● Document text:
================================

Studies that seemed to include overlapping samples were excluded, with only one of each used. Therefore, we used the study by Hu et al. because it provided the necessary statistical information[24]. Since the studies by Quigley et al. and Haller et al. appeared to use the same sample of pectus excavatum patients[4, 27], we combined the results of these two studies and analyzed them as one study. Kowalewski et al. published two studies in 1998 and 1999 using samples that overlapped; thus, only the first study, which included groups of patients with both moderate and severe pectus excavatum, was included in the meta-analysis[26]. Our meta-analysis of pulmonary function included 15 studies (Table1) performed in the United States, Canada, Japan, Poland, Netherlands, and China. Pectus severity index was not reported in all these studies used. Techniques for estimating pectus severity index included chest radiography (CXR), chest computed tomography (CT), and calipers. We could not assess the relationship between pectus severity and average ES because the included studies did not report these results. Five of the 23 studies included patients who underwent both the Ravitch and Nuss procedures, 6 included patients who underwent the Ravitch repair surgical procedure, 11 included patients treated by the Nuss procedure, 1 study used sternal eversion, and 1 used the Daniel procedure.

The meta-analysis included a total of 2476 patients with PE, including 921 who underwent open surgical repair (Ravitch + Daniel) and 1555 who underwent the minimally invasive Nuss technique. Average patient age was 11.6 years, with a 3–4.5:1 male:female ratio. Patients who underwent Ravitch correction tended to be younger than patients who underwent the Nuss procedure (9.1 vs 12.4 years).

Major presenting symptoms included exercise intolerance, dyspnea, and lack of endurance. Western patients were prone to chest pain and cardiopathies, and Asian patients had higher incidences of respiratory tract infection and cardiac displacement.

================================

● Dataset entries:
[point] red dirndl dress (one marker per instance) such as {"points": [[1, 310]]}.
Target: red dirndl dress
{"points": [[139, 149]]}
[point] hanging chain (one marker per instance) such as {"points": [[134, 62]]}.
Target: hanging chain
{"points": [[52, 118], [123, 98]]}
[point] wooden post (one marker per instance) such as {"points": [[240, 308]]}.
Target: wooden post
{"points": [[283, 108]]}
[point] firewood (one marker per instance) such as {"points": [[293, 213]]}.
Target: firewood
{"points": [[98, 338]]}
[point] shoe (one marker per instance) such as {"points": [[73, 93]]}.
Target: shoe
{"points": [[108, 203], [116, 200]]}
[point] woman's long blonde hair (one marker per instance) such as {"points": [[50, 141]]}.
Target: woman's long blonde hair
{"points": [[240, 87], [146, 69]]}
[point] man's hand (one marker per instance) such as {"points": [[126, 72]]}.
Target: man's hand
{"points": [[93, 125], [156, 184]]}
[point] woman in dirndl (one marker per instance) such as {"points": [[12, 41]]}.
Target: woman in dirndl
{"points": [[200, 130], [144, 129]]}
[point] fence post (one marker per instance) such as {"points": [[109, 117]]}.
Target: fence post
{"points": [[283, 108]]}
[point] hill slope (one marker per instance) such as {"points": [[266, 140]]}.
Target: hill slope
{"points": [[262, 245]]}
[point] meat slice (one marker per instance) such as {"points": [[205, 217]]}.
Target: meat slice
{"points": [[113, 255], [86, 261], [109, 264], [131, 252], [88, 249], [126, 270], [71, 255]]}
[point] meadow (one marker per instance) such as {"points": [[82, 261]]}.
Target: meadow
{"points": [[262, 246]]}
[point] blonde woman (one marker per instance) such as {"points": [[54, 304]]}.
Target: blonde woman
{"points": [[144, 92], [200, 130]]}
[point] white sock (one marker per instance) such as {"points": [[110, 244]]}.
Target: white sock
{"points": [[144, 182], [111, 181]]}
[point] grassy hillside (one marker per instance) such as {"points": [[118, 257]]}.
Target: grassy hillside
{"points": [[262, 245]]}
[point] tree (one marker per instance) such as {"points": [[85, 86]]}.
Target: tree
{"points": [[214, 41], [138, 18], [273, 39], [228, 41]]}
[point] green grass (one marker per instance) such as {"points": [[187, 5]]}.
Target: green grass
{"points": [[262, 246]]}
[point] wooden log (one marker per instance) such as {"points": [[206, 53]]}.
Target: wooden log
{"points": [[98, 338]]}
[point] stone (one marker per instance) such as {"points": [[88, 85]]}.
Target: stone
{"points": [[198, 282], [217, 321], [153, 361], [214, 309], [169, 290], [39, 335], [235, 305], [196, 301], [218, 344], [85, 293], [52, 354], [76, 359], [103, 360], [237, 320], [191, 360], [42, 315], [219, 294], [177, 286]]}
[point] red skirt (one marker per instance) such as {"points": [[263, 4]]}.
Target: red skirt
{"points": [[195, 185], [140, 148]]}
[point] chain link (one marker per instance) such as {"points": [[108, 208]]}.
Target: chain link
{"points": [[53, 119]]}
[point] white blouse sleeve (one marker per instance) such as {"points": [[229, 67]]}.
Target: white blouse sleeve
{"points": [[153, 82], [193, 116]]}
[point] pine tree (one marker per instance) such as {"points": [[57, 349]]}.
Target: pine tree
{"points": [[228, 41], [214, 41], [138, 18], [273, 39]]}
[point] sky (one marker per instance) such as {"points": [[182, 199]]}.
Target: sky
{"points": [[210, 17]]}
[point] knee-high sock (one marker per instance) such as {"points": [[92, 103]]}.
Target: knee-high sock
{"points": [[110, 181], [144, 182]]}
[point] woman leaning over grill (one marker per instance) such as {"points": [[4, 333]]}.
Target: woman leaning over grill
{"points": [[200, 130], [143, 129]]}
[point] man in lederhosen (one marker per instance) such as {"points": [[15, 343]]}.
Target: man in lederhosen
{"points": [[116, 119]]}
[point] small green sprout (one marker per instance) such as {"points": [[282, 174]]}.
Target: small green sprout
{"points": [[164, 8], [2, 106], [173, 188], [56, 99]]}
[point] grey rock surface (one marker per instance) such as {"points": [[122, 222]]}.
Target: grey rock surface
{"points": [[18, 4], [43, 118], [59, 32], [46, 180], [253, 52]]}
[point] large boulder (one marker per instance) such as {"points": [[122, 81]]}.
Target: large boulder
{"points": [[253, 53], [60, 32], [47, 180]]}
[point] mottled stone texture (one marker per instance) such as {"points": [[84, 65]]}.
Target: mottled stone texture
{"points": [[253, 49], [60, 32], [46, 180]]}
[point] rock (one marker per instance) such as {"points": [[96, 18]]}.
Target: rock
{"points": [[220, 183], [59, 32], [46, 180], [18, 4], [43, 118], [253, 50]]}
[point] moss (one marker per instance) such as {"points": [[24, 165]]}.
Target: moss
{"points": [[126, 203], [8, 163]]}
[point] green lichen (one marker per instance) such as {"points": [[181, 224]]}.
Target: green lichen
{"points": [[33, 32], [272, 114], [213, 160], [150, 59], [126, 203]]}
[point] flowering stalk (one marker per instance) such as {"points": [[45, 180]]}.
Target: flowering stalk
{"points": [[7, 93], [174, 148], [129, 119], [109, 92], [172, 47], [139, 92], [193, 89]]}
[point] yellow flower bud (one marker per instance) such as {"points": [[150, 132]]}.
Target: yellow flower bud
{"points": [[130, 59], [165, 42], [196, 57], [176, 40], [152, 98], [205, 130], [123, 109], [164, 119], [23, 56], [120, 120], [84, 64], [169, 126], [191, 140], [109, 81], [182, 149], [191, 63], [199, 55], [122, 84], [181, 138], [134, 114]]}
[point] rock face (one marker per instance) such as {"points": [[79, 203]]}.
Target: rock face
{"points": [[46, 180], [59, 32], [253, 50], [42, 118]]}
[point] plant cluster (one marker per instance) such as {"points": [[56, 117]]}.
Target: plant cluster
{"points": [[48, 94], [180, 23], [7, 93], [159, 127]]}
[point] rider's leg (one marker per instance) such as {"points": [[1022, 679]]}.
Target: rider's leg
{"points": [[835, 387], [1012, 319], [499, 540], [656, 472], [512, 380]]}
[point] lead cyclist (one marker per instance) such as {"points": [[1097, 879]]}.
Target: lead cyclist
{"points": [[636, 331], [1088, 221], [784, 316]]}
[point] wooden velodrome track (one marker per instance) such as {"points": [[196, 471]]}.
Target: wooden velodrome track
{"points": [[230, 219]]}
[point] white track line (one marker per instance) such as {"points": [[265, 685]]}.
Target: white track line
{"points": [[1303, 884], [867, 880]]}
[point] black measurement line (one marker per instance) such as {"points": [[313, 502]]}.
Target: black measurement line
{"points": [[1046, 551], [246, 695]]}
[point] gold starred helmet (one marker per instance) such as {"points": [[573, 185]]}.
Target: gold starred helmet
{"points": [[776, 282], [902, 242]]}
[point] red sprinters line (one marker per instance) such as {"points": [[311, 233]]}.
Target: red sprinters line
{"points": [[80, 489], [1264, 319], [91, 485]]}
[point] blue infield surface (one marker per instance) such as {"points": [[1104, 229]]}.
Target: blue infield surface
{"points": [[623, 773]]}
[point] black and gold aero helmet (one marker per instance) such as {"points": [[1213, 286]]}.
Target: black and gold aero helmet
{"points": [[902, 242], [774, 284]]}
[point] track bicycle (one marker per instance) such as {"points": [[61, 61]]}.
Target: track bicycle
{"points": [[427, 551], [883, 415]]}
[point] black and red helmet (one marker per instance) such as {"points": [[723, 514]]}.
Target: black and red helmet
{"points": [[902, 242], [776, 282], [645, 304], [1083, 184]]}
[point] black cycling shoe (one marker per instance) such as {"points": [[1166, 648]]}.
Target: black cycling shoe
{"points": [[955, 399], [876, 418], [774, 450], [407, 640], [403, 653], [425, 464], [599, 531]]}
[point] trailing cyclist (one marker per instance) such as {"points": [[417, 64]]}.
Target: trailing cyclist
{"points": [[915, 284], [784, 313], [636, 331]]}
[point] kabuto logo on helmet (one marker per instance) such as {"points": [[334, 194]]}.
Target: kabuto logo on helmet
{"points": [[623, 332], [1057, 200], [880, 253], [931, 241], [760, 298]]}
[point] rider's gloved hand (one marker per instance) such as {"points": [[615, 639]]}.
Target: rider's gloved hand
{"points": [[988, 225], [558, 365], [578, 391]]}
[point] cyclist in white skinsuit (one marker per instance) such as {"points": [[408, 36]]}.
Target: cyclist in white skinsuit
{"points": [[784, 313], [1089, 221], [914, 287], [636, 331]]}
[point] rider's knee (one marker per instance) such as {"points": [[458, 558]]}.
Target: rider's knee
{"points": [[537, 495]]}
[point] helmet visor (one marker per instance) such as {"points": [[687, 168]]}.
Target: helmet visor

================================

● Task directions:
Summarize the text on the pectus excavatum meta-analysis in two sentences.

● Response to this task:
The meta-analysis excluded studies with overlapping samples, keeping only one or combining them, and its pulmonary function analysis drew on studies from the United States, Canada, Japan, Poland, the Netherlands, and China. It covered 2476 patients with pectus excavatum, 921 treated by open surgical repair and 1555 by the Nuss technique, with an average age of 11.6 years, and major presenting symptoms included exercise intolerance, dyspnea, and lack of endurance.